__Brief 1__: In the book review, what is Fred Gedge's occupation?
__Brief 2__: Rewrite every line of the listing as a numbered list, leaving out any blank lines.

Pub Date: March 17th, 1958
Publisher: World

This is enchanting. While it hasn't the wicked tongue-in-cheek humor of Honor Tracy's The Straight and Narrow Path. It has originality, high drama and a certain poignancy - without sentimentality- that give it top billing....Fred Gedge, rural contractor, has ventured to enter a contest for the building of a new Civic Center and rumor has it that he has won. That- and the incredible performance on his trumpet with the village band have changed a modest, assured workman into a rather timorous character- for surely something outside human control had taken over his life. Then he finds himself further caught up in things outside his very Protestant Chapel background. A chapel is burned to the ground -- but the nuns whose chapel it was, are saved, along with the old folks they cared form. He ventures an expression of relief that is ""only"" the chapel - and is confronted by the blazing wrath of Sister Ignatius. And it is Sister Ignatius who takes over the story, as she fights for the survival of the community, the rebuilding of the chapel. What a tale, with its suspense, its quota of courage against odds, its human frailties. The nuns, with Sister Ignatius as foreman - -and the reluctant Gedge as furtive supervisor, face what seems inevitable defeat up to the ultimate climax. One of the Sisters after another comes through as an individual, rather than a type, and the duel between Sister Ignatius and Fred Gedge is sustained to its final vindication. A heartwarming book.

__Data extract__:
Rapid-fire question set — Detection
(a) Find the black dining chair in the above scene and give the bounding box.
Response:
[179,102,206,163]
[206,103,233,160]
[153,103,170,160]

__Correct output 1__: He is a rural contractor.

__Correct output 2__:
1. Rapid-fire question set — Detection
2. (a) Find the black dining chair in the above scene and give the bounding box.
3. Response:
4. [179,102,206,163]
5. [206,103,233,160]
6. [153,103,170,160]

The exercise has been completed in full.